### DATA EXTRACT
--

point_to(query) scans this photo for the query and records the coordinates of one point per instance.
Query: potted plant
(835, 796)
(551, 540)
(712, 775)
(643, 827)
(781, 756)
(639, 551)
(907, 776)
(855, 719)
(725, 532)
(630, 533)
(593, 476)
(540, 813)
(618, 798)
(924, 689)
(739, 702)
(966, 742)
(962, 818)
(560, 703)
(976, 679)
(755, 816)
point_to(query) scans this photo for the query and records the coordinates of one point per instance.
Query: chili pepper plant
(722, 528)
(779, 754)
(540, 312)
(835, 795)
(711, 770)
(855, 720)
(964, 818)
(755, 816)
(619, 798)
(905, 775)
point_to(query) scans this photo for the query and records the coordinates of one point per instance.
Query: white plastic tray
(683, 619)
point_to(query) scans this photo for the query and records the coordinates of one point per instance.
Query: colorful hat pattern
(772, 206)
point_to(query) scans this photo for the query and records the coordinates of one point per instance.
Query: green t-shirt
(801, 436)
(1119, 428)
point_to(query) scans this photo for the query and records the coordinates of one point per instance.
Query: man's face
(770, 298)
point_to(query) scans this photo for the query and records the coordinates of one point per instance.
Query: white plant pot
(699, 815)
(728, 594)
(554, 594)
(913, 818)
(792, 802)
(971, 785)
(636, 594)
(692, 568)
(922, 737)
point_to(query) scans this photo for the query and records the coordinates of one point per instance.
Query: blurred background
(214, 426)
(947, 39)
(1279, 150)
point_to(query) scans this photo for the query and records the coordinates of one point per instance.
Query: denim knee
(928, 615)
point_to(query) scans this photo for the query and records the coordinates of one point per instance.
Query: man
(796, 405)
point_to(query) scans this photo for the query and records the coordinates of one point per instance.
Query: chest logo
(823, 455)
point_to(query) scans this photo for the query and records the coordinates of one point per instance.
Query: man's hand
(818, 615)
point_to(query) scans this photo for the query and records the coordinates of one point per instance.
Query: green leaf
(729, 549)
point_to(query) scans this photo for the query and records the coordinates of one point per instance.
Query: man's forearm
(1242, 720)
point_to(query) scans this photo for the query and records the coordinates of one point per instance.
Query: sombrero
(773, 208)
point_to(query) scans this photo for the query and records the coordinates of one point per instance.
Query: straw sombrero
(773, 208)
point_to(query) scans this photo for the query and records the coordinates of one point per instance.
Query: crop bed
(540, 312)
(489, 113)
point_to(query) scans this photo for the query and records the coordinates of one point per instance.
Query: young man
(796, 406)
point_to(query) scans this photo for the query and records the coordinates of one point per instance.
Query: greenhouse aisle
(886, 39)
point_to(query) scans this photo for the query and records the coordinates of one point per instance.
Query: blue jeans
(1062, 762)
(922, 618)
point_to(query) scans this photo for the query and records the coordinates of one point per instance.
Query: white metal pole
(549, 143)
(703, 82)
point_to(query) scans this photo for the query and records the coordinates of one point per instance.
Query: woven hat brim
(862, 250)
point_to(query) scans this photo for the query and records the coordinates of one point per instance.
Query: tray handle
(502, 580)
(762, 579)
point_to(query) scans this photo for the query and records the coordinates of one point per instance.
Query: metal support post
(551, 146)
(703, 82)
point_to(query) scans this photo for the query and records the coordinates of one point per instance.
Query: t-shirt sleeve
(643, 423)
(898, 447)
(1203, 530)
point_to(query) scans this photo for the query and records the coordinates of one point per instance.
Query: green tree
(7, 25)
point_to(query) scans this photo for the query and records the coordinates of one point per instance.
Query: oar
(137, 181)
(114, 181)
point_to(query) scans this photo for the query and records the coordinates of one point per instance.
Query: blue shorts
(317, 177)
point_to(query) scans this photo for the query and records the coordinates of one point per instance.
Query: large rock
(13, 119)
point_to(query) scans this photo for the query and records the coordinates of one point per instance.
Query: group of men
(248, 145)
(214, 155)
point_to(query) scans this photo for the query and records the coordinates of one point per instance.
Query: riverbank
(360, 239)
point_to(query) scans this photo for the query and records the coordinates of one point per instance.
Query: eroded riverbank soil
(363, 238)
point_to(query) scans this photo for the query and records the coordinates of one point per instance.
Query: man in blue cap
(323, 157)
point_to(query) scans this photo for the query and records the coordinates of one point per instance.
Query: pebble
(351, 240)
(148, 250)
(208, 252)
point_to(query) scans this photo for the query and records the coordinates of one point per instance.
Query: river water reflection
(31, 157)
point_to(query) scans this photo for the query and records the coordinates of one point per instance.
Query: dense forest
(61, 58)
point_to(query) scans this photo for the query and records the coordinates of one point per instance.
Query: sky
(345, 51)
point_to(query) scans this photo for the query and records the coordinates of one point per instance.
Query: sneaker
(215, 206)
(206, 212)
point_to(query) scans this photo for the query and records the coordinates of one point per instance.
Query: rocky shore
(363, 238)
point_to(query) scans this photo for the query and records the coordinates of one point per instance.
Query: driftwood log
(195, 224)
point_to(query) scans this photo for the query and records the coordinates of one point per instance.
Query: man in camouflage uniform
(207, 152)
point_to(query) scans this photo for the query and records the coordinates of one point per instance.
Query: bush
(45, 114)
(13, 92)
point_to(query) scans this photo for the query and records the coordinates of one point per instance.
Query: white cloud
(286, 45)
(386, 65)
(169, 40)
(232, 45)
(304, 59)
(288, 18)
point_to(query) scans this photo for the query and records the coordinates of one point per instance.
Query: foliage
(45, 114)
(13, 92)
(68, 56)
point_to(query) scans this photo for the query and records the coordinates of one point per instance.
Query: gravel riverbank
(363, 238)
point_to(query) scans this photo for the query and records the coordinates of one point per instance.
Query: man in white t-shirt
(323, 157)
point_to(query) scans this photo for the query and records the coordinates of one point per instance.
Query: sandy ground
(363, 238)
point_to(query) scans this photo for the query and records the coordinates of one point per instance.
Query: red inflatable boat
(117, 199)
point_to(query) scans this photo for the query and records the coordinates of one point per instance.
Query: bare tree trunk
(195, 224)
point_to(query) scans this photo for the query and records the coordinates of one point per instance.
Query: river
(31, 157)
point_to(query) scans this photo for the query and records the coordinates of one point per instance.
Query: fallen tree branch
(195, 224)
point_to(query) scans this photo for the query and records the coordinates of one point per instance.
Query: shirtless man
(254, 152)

--

### TASK
The data above should be reproduced in full, word for word.

### COMPLETED TASK
point_to(query) scans this photo for the query and records the coordinates of one point per instance.
Query: potted plant
(835, 796)
(551, 540)
(712, 775)
(643, 827)
(781, 756)
(639, 551)
(907, 776)
(855, 719)
(725, 532)
(630, 533)
(593, 476)
(540, 813)
(618, 798)
(924, 689)
(739, 702)
(966, 742)
(962, 818)
(560, 703)
(976, 679)
(755, 816)
point_to(query) scans this photo for the query and records the coordinates of one point per instance.
Query: chili pepper plant
(722, 528)
(779, 754)
(540, 312)
(835, 795)
(711, 770)
(855, 720)
(964, 818)
(755, 816)
(619, 798)
(905, 775)
point_to(query) scans this photo for the query and records the coordinates of one point per instance.
Query: white plastic tray
(683, 619)
point_to(query) scans this photo for the query and records the coordinates of one point per instance.
Query: colorful hat pattern
(772, 206)
point_to(query) scans this photo for the query and records the coordinates of one point per instance.
Query: green t-shirt
(801, 436)
(1119, 428)
point_to(query) scans this photo for the query and records the coordinates of one point per instance.
Query: man's face
(770, 298)
point_to(query) scans this photo for the query and records the coordinates of one point per instance.
Query: white plant pot
(699, 815)
(728, 594)
(554, 594)
(913, 818)
(792, 802)
(971, 785)
(636, 594)
(692, 568)
(922, 737)
point_to(query) scans this photo for the query and records the coordinates of one point per instance.
Query: blurred background
(214, 426)
(947, 39)
(1279, 150)
point_to(query) scans this photo for the query and records the coordinates of one point per instance.
Query: denim knee
(928, 615)
point_to(query) scans this photo for the query and records the coordinates of one point per instance.
Query: man
(796, 405)
point_to(query) scans this photo for the query and records the coordinates of one point per instance.
Query: chest logo
(823, 455)
point_to(query) scans this photo for the query and records the coordinates of one point per instance.
Query: man's hand
(818, 615)
point_to(query) scans this photo for the query and records the coordinates of one point per instance.
Query: green leaf
(729, 549)
point_to(query) scans this photo for the query and records the coordinates of one point per instance.
Query: man's forearm
(1242, 720)
point_to(query) scans this photo for the query and records the coordinates of one point per instance.
Query: sombrero
(773, 208)
point_to(query) scans this photo for the query and records the coordinates of one point per instance.
Query: straw sombrero
(773, 208)
point_to(query) scans this photo for the query and records the coordinates of one point per instance.
Query: crop bed
(540, 312)
(489, 113)
point_to(query) scans this photo for the query and records the coordinates of one point per instance.
Query: young man
(796, 406)
point_to(query) scans this photo for the query and records the coordinates of one point per instance.
Query: greenhouse aisle
(886, 39)
point_to(query) scans this photo for the query and records the coordinates of one point per instance.
Query: blue jeans
(1062, 762)
(922, 618)
point_to(query) scans this photo for the query and records the coordinates of one point per instance.
Query: white metal pole
(549, 143)
(703, 82)
point_to(query) scans this photo for the query and records the coordinates of one point per instance.
Query: woven hat brim
(862, 250)
point_to(query) scans this photo for the query and records the coordinates of one point per instance.
Query: tray handle
(502, 580)
(762, 579)
point_to(query) scans this photo for the query and records the coordinates of one point per instance.
Query: metal support post
(551, 146)
(703, 82)
point_to(query) scans this photo for the query and records the coordinates of one point per instance.
Query: t-shirt sleeve
(643, 423)
(898, 447)
(1203, 530)
point_to(query) scans this photo for the query and records the coordinates of one point per instance.
Query: green tree
(7, 25)
point_to(query) scans this photo for the query and records the coordinates of one point per instance.
Query: oar
(137, 181)
(114, 181)
point_to(query) scans this photo for the query and records the coordinates of one point per instance.
Query: blue shorts
(317, 177)
point_to(query) scans this photo for the query and records the coordinates of one point per instance.
Query: large rock
(13, 119)
point_to(query) scans this photo for the query and records the coordinates of one point per instance.
Query: group of men
(248, 145)
(214, 155)
point_to(query) scans this photo for the query and records the coordinates of one point per instance.
Query: riverbank
(360, 239)
point_to(query) scans this photo for the query and records the coordinates of one point per instance.
Query: eroded riverbank soil
(363, 238)
point_to(query) scans this photo for the query and records the coordinates of one point per instance.
Query: man in blue cap
(323, 157)
point_to(query) scans this photo for the query and records the coordinates of one point per instance.
Query: pebble
(351, 240)
(148, 250)
(208, 252)
point_to(query) scans this photo for the query and records the coordinates of one point per instance.
Query: river water reflection
(31, 157)
point_to(query) scans this photo for the query and records the coordinates of one point per instance.
Query: dense forest
(61, 58)
point_to(query) scans this photo for the query and records the coordinates of one point per instance.
Query: sky
(345, 51)
point_to(query) scans this photo for the query and records the coordinates of one point per instance.
Query: sneaker
(215, 206)
(206, 212)
point_to(query) scans this photo for the query and records the coordinates of one point per instance.
Query: rocky shore
(363, 238)
point_to(query) scans this photo for the query and records the coordinates of one point per instance.
Query: driftwood log
(195, 224)
point_to(query) scans this photo for the query and records the coordinates of one point per instance.
Query: man in camouflage uniform
(207, 152)
point_to(query) scans this photo for the query and records the coordinates of one point per instance.
Query: bush
(45, 114)
(13, 92)
point_to(query) scans this photo for the query and records the coordinates of one point per instance.
Query: white cloud
(286, 45)
(386, 65)
(169, 40)
(232, 45)
(304, 59)
(288, 18)
point_to(query) scans this photo for the query and records the coordinates of one point per instance.
Query: foliage
(45, 114)
(13, 92)
(68, 56)
point_to(query) scans this photo for the query and records the coordinates of one point per instance.
Query: gravel riverbank
(363, 238)
point_to(query) scans this photo for the query and records the coordinates of one point per instance.
Query: man in white t-shirt
(323, 157)
point_to(query) scans this photo for the query and records the coordinates of one point per instance.
Query: sandy ground
(363, 238)
point_to(query) scans this photo for the query and records the coordinates of one point per instance.
Query: red inflatable boat
(117, 199)
point_to(query) scans this photo for the query and records the coordinates of one point per instance.
Query: bare tree trunk
(195, 224)
point_to(query) scans this photo for the query and records the coordinates of one point per instance.
Query: river
(31, 157)
point_to(query) scans this photo for the query and records the coordinates of one point per instance.
Query: fallen tree branch
(195, 224)
point_to(query) scans this photo for the query and records the coordinates of one point per instance.
Query: shirtless man
(254, 152)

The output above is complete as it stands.